→ **Problem to work on**: Where the line with "Where can you find the woman with" appears below, start writing out lines exactly, and finish with the line with "Where can you find the woman in", which is included; write out nothing else.
Top of Material for this exercise
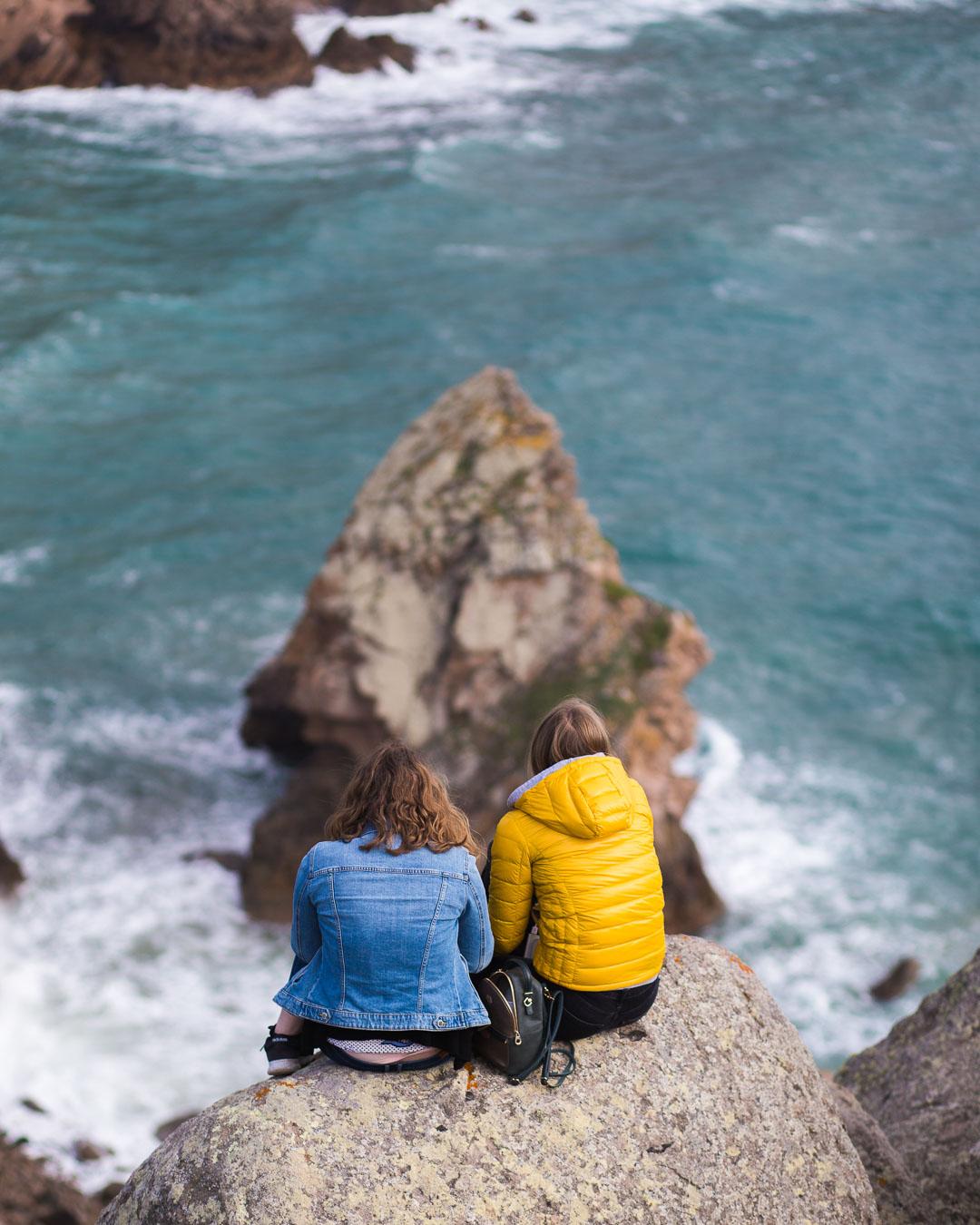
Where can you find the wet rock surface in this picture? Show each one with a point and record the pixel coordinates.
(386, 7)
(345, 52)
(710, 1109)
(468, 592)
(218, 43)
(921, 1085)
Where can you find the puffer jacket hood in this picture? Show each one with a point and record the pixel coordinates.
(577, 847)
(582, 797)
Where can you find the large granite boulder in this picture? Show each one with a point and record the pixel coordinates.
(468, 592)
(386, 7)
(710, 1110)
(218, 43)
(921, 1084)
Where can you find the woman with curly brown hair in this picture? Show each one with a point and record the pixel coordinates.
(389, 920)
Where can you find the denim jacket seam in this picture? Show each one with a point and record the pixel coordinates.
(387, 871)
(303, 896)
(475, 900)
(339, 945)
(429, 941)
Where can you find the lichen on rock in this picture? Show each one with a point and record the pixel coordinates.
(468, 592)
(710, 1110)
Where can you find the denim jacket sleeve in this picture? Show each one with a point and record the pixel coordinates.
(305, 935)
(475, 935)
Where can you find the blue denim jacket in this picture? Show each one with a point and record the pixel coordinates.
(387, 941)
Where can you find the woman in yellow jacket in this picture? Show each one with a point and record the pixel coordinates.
Bottom of Material for this exercise
Top of Material for this exercise
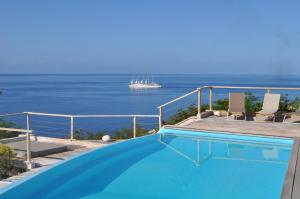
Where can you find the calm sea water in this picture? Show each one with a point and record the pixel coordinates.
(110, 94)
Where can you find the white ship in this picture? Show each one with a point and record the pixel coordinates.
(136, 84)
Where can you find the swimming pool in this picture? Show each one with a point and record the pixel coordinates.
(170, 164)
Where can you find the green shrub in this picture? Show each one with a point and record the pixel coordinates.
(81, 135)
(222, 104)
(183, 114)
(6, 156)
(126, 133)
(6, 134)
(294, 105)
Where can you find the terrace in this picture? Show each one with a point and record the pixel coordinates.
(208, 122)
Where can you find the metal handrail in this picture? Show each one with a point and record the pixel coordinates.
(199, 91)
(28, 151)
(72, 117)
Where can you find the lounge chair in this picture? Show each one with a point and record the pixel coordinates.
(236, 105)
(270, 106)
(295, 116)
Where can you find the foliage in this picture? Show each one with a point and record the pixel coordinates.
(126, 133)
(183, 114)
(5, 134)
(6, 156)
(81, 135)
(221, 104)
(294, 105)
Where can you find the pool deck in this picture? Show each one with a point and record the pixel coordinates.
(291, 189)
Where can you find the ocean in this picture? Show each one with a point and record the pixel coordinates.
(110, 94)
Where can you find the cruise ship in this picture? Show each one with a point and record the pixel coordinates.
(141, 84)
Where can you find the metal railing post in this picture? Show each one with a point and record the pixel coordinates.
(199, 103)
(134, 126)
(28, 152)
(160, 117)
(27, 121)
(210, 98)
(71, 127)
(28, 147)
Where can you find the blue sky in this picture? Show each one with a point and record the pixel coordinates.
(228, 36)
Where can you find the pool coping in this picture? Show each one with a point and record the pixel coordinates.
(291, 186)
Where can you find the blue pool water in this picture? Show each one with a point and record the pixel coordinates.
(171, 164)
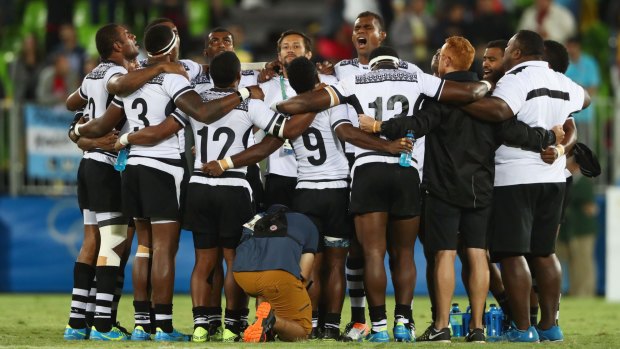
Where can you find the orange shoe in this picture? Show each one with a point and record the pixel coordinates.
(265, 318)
Bottom of Material for this exercise
→ **Completed exercise**:
Where can you find the woman with curly brown hair in this picture? Show each one with a point and record the pixel coordinates.
(389, 920)
Where can you find the denim jacket seam in this picture? Show each one with a point and record the pixel coordinates.
(387, 871)
(303, 896)
(475, 900)
(339, 945)
(429, 941)
Where can you find the lichen on rock in this picture? Show each one with a point and record the pixel coordinates.
(468, 592)
(710, 1110)
Where can you find the denim jacket sleeve in this picture? Show each one with a point and record the pixel coordinates.
(305, 935)
(475, 935)
Where can you find the blue denim jacket in this picture? Show each one with a point and record the pixel coordinates.
(387, 941)
Where can you find the woman in yellow jacket in this picture? Show each one with a point and record the pixel coordinates.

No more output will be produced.